## What you will do
Return every line of the records below unchanged, keeping each one in its original order.

Records of labeled points
----------------
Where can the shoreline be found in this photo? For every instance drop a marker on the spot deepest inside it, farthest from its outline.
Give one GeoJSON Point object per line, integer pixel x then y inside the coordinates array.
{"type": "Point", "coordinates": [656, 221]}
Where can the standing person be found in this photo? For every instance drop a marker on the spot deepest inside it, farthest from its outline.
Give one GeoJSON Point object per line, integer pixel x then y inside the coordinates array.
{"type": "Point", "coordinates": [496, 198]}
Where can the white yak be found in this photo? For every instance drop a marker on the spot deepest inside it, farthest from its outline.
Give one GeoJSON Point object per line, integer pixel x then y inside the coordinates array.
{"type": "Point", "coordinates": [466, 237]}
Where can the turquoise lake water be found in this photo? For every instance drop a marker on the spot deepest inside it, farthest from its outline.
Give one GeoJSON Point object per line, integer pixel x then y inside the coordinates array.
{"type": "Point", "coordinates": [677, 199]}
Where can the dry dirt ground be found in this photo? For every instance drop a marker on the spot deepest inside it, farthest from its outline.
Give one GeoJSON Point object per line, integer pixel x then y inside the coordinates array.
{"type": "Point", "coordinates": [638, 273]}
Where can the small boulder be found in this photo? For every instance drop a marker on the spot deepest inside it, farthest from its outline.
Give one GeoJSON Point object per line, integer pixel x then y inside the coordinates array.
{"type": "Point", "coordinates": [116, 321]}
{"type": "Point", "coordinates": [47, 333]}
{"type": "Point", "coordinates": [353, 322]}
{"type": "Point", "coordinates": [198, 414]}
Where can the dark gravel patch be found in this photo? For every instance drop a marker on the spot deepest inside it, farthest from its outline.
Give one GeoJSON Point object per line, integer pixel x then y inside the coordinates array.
----------------
## Output of the task
Where can the shoreline be found in this photo? For every instance drop a marker on the spot deepest inside it, farthest from its outline.
Give one GeoJSON Point object per line, integer pixel x then y inside the coordinates array.
{"type": "Point", "coordinates": [656, 221]}
Where can the standing person be found in this photo? For every instance drop a marker on the spot deepest inside it, farthest from its outline.
Give one GeoJSON Point object per line, integer pixel x then y inside the coordinates array.
{"type": "Point", "coordinates": [496, 198]}
Where can the white yak be found in this photo? For every instance drop a marker on the spot deepest inside it, farthest from its outline.
Give one GeoJSON Point object per line, integer pixel x then y inside the coordinates array.
{"type": "Point", "coordinates": [466, 237]}
Where can the turquoise lake water be found in this photo? For every instance drop a marker on the spot deepest inside it, farthest from its outline.
Give one GeoJSON Point object per line, integer pixel x then y inside the coordinates array.
{"type": "Point", "coordinates": [677, 199]}
Where can the dry dirt ground be found in this photo? For every instance drop a marker on the spot deepest inside it, farthest from its outline.
Give one GeoJSON Point object per line, integer pixel x then y inside the coordinates array.
{"type": "Point", "coordinates": [638, 273]}
Where can the small boulder be found in this photo? For every instance drop a marker on the spot deepest inside it, farthest from its outline.
Give one GeoJSON Point object per line, integer pixel x then y inside the coordinates array.
{"type": "Point", "coordinates": [116, 321]}
{"type": "Point", "coordinates": [47, 333]}
{"type": "Point", "coordinates": [353, 322]}
{"type": "Point", "coordinates": [198, 414]}
Where can the dark gravel patch be found in this photo? For every instance drop a marker on the spot deepest inside it, farthest from its outline.
Give one GeoJSON Point object per line, integer pixel x then y inside the coordinates array.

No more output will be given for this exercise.